- _STORED ROWS_
◇ ◇ ◇ ◇ ◇ ◇ ◇

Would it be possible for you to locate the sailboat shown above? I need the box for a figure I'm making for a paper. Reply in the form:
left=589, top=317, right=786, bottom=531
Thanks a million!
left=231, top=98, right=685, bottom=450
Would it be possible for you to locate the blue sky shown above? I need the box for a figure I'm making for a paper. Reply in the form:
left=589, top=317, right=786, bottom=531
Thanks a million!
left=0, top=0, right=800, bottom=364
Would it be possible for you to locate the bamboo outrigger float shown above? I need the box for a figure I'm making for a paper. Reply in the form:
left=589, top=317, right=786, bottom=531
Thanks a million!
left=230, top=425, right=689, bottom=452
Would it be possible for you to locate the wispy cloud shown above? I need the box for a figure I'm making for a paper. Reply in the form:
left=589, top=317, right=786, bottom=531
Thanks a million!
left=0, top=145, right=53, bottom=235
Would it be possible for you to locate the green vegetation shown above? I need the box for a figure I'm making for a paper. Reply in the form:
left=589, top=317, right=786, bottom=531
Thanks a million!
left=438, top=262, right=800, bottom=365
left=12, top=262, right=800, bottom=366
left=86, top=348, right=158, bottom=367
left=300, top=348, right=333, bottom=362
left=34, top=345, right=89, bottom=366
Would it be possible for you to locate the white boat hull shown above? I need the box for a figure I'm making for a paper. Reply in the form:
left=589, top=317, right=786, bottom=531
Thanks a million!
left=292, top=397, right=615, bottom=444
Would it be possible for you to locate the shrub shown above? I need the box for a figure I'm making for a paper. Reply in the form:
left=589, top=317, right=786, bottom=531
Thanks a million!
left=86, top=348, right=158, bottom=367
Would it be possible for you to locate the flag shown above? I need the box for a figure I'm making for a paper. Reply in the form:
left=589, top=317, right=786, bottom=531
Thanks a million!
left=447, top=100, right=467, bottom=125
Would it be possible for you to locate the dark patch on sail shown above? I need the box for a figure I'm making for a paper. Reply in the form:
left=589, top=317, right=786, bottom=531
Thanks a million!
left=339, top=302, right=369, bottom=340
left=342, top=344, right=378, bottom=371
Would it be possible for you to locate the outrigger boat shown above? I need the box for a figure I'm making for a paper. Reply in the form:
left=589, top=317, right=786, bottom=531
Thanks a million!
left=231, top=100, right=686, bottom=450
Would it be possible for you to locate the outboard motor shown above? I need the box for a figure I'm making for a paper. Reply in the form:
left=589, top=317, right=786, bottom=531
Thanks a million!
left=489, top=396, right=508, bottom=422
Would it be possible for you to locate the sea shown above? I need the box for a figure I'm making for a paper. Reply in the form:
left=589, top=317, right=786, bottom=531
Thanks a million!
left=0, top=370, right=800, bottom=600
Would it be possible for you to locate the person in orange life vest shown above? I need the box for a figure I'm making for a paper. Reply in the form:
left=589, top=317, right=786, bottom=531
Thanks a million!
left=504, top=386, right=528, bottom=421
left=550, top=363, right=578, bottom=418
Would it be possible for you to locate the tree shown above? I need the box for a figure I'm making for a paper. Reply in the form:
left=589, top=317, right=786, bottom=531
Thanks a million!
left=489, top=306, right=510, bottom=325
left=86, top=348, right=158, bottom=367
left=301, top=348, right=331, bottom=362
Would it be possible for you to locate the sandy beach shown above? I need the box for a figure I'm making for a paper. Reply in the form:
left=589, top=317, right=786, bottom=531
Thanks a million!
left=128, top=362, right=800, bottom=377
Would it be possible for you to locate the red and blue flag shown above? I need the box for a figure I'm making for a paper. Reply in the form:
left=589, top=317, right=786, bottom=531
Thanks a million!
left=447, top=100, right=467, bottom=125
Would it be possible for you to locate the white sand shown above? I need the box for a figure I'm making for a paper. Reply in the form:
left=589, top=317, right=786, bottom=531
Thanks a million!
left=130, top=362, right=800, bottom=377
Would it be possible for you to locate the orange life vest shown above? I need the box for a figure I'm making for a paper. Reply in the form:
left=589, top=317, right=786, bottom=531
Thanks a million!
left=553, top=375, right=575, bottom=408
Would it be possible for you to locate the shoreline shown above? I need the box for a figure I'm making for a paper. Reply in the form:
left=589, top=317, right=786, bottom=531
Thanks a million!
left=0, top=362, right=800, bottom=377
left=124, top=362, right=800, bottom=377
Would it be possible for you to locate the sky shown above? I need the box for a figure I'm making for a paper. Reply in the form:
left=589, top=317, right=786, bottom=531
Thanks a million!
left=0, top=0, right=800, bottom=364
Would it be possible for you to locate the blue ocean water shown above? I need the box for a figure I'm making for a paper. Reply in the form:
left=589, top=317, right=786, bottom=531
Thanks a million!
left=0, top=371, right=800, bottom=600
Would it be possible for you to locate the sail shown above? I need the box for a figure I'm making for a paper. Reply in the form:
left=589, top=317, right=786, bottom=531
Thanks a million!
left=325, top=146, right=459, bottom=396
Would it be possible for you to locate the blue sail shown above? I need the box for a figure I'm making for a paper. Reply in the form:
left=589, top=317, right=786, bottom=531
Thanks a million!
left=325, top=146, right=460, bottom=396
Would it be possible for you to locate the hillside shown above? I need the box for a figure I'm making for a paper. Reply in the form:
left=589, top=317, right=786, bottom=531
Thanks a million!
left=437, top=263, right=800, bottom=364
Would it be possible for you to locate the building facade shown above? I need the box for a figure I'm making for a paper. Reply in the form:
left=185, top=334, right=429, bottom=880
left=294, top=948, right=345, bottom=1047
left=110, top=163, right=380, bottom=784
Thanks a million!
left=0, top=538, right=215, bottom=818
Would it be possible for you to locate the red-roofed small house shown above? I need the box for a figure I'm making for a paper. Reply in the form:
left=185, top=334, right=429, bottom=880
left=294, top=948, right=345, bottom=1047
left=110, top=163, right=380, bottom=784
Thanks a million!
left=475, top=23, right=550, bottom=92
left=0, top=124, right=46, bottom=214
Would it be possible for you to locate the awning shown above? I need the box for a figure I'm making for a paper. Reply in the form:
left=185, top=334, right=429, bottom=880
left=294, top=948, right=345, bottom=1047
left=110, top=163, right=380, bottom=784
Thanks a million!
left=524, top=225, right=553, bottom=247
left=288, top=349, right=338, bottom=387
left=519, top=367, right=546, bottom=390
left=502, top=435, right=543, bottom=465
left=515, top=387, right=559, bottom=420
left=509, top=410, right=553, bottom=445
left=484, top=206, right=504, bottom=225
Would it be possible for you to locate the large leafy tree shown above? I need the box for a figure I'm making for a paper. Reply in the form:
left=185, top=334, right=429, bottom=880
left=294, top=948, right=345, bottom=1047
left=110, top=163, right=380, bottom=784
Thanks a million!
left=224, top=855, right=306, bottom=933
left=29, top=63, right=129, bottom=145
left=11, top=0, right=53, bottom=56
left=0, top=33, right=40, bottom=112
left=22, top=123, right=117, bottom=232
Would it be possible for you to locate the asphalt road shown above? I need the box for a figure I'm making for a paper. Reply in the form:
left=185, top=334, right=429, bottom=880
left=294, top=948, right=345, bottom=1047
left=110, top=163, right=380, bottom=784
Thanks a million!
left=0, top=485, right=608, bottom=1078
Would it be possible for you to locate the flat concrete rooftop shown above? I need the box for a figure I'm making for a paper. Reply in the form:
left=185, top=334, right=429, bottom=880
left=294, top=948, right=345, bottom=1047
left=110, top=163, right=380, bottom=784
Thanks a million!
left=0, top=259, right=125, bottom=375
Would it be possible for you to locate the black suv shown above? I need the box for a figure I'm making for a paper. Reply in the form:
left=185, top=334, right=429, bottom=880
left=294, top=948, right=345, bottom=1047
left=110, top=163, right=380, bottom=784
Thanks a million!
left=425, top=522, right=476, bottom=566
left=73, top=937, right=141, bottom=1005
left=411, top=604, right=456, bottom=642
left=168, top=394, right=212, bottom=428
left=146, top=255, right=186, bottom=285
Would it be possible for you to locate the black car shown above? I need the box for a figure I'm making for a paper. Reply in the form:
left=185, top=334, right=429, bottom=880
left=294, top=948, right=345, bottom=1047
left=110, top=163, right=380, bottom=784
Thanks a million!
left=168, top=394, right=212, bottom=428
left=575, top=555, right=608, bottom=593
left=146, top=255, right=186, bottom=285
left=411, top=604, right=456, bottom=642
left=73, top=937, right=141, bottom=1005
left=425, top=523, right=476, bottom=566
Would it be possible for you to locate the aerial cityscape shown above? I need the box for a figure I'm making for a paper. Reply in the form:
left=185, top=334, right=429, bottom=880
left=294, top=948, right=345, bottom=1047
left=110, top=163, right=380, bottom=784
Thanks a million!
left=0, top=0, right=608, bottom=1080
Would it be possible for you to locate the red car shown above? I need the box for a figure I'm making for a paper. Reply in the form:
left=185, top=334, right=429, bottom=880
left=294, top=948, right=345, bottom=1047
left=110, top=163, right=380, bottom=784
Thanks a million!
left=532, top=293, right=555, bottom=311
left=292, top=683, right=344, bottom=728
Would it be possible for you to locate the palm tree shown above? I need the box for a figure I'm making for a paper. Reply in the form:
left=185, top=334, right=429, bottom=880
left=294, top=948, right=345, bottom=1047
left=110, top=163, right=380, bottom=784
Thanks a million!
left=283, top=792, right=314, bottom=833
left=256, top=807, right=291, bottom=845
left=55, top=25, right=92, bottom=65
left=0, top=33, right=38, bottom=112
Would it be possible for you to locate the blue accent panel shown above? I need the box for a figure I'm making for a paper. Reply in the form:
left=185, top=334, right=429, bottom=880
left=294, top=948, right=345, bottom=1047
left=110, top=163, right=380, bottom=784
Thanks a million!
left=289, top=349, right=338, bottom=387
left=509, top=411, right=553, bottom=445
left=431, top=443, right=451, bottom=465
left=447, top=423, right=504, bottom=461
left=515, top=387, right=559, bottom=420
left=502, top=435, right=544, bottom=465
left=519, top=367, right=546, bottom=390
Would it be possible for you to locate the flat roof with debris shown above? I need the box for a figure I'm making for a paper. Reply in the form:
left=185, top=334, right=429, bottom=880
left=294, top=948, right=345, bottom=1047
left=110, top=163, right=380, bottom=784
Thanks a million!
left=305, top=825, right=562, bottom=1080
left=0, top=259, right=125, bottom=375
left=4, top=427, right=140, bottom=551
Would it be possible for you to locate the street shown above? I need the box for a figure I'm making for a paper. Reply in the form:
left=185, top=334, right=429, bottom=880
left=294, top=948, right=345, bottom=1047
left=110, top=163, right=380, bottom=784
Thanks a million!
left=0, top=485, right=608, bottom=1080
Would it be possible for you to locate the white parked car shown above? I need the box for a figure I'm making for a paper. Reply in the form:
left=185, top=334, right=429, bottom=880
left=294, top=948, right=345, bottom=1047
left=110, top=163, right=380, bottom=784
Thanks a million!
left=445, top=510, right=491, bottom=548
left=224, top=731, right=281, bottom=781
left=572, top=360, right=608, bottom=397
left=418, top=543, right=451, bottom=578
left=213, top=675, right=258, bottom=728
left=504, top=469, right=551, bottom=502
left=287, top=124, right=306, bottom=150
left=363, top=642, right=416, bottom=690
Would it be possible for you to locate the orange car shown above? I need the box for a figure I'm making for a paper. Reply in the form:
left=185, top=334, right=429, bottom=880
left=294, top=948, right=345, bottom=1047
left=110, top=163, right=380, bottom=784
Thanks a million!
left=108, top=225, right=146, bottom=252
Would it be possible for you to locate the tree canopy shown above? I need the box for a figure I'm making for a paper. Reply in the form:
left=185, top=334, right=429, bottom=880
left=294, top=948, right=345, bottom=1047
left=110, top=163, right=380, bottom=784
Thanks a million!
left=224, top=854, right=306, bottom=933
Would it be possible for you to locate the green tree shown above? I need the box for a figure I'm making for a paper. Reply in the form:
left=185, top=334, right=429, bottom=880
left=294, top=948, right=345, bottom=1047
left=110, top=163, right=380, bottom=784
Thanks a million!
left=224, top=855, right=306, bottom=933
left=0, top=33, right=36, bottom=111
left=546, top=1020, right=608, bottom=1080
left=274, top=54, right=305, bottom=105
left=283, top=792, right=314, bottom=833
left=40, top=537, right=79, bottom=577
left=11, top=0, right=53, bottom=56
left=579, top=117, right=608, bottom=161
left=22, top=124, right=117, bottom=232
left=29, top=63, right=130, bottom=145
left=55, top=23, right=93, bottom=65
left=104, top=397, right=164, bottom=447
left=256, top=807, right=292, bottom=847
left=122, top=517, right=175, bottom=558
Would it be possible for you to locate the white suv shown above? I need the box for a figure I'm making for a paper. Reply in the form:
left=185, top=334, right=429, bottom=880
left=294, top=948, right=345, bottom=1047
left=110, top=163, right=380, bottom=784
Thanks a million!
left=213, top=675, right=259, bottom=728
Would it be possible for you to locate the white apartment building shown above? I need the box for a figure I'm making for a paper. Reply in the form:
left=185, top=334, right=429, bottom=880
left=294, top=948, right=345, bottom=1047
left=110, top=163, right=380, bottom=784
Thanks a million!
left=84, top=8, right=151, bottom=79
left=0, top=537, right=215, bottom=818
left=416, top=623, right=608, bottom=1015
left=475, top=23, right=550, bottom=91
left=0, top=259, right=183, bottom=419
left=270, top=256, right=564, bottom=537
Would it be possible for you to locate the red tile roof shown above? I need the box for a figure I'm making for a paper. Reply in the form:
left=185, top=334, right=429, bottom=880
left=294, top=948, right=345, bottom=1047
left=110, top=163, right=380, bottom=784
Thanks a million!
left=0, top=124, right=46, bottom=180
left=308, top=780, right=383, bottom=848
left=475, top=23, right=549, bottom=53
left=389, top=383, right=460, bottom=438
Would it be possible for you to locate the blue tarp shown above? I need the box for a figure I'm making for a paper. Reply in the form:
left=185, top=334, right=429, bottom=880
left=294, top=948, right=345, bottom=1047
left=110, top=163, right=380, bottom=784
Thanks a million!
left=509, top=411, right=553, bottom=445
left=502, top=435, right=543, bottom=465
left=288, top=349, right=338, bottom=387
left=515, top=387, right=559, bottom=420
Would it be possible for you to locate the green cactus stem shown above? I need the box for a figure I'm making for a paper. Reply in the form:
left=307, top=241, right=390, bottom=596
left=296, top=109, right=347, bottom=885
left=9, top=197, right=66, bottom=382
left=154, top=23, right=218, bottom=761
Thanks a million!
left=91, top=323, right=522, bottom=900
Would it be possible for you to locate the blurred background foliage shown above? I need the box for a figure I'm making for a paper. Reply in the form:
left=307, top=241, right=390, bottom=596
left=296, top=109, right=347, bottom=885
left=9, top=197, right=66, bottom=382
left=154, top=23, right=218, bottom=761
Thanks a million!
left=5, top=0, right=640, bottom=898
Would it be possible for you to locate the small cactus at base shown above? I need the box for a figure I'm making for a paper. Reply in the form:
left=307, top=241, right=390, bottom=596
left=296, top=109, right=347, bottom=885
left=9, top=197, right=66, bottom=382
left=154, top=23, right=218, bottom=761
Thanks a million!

◇ ◇ ◇ ◇ ◇ ◇ ◇

- _GIVEN PROBLEM_
Turn everything from the start of the listing down through the line containing "left=292, top=397, right=615, bottom=444" into a numbered list, one line per item. Leave out any blank lines.

- _SOLUTION FOR THIS PROBLEM_
1. Would it be possible for you to locate the sailboat shown above? I need the box for a figure I'm making for a paper. Reply in the form:
2. left=589, top=317, right=786, bottom=531
3. Thanks a million!
4. left=231, top=98, right=685, bottom=450
5. Would it be possible for you to locate the blue sky shown above? I need the box for a figure I'm making for a paper. Reply in the form:
6. left=589, top=317, right=786, bottom=531
7. Thanks a million!
8. left=0, top=0, right=800, bottom=364
9. Would it be possible for you to locate the bamboo outrigger float shown above? I need the box for a figure I'm making for a paper. Reply in the form:
10. left=589, top=317, right=786, bottom=531
11. Thanks a million!
12. left=230, top=425, right=689, bottom=452
13. Would it be possible for you to locate the wispy cloud shown above? I need the box for a figure I'm making for a paper. Reply in the form:
14. left=589, top=317, right=786, bottom=531
15. Thanks a million!
16. left=0, top=145, right=53, bottom=235
17. Would it be possible for you to locate the green vegetation shown above? I need the box for a figure I'm making for a paper. Reply in the form:
18. left=589, top=317, right=786, bottom=531
19. Thanks a million!
20. left=438, top=262, right=800, bottom=365
21. left=12, top=262, right=800, bottom=366
22. left=86, top=348, right=158, bottom=367
23. left=300, top=348, right=333, bottom=362
24. left=34, top=345, right=89, bottom=366
25. Would it be possible for you to locate the white boat hull shown above? I need the box for a figure I'm making for a paper. Reply in the form:
26. left=589, top=317, right=786, bottom=531
27. Thanks a million!
28. left=292, top=397, right=615, bottom=444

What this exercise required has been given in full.